§ Requirement:
Please give again every entry exactly as it appears, setting aside the pictures.

§ Dataset:
[Start of section]

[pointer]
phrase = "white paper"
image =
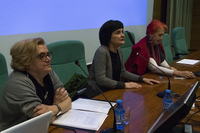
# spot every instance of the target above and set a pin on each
(85, 114)
(188, 61)
(81, 119)
(92, 105)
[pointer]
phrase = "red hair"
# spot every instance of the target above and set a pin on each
(154, 26)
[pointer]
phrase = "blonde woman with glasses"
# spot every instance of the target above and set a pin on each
(33, 88)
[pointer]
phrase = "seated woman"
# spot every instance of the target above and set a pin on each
(107, 67)
(151, 49)
(33, 88)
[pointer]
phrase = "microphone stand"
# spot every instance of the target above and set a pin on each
(108, 130)
(162, 93)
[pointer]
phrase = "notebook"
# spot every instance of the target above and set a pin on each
(39, 124)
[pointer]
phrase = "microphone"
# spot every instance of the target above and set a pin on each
(108, 130)
(162, 93)
(197, 73)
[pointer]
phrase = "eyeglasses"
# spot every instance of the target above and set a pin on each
(43, 56)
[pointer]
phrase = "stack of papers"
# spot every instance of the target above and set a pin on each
(188, 61)
(85, 114)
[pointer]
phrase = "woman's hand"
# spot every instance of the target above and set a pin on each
(150, 81)
(172, 68)
(185, 74)
(60, 95)
(130, 85)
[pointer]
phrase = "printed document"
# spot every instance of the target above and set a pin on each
(188, 61)
(85, 114)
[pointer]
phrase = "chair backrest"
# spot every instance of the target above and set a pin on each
(127, 46)
(178, 41)
(65, 53)
(3, 72)
(167, 48)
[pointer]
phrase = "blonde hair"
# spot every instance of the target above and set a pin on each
(24, 53)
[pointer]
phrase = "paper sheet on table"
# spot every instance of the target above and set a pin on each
(92, 105)
(188, 61)
(81, 119)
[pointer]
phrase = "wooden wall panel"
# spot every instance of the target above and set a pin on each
(195, 28)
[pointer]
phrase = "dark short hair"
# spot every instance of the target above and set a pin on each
(107, 29)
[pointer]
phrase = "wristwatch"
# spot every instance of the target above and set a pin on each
(59, 110)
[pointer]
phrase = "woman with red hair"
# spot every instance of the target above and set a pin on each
(151, 49)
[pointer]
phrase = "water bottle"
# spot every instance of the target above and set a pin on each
(167, 100)
(119, 113)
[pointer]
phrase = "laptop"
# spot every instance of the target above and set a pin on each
(39, 124)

[End of section]

§ Your solution:
[pointer]
phrase = "white paper"
image =
# spot every instance of the target above and set a pin on each
(85, 114)
(188, 61)
(81, 119)
(92, 105)
[pointer]
phrase = "red hair"
# spot every instance of the target above and set a pin on each
(154, 26)
[pointer]
phrase = "blonde woman with glasses"
# spot every instance of the target above and set a pin on each
(33, 88)
[pointer]
phrase = "seated woman"
# spot every instance of the target above and set a pin on each
(107, 67)
(151, 49)
(33, 88)
[pointer]
phrase = "microphone stand"
# spot every instance of the target above and set a pin on each
(108, 130)
(162, 93)
[pointer]
phrase = "notebook"
# spot every instance of the target above and set a pin on each
(39, 124)
[pointer]
phrase = "microphone"
# spot every instance of the target above and set a pin on each
(108, 130)
(162, 93)
(197, 73)
[pointer]
phrase = "eyeglasses"
# spot every instance of the target above and set a pin on each
(43, 56)
[pointer]
phrase = "stack of papers"
# spot every instance of the target above and set a pin on each
(188, 61)
(85, 114)
[pointer]
phrase = "woman's hand"
# spot every instance of the target above and set a pin on each
(150, 81)
(172, 68)
(185, 74)
(60, 95)
(130, 85)
[pointer]
phrase = "printed document"
# spot every instance of the target above and set a pin on each
(188, 61)
(85, 114)
[pointer]
phrase = "chair backrest"
# spot every instance of the target above and set a pin on each
(127, 46)
(178, 41)
(65, 53)
(3, 72)
(167, 48)
[pointer]
phrase = "blonde hair"
# spot every instance of the target above and set a pin on each
(24, 53)
[pointer]
phrase = "paper sheet on table"
# spot every instance of the target above and set a pin on each
(92, 105)
(188, 61)
(81, 119)
[pointer]
phrase = "wooden wall panel"
# spot every instance of the target above and set a pin on each
(195, 28)
[pointer]
phrase = "dark short hair"
# spot every instance of the target above and set a pin on each
(107, 29)
[pointer]
phrase = "wristwatch"
# spot every instance of the target above and set a pin on each
(59, 110)
[pointer]
phrase = "woman with red hair"
# spot every instance of the target above and set a pin on each
(151, 49)
[pointer]
phrase = "water bottle"
# spot every instance of the target above and set a pin on each
(167, 100)
(119, 113)
[pointer]
phrase = "laptop"
# spot every instance of the target above and set a pin on each
(39, 124)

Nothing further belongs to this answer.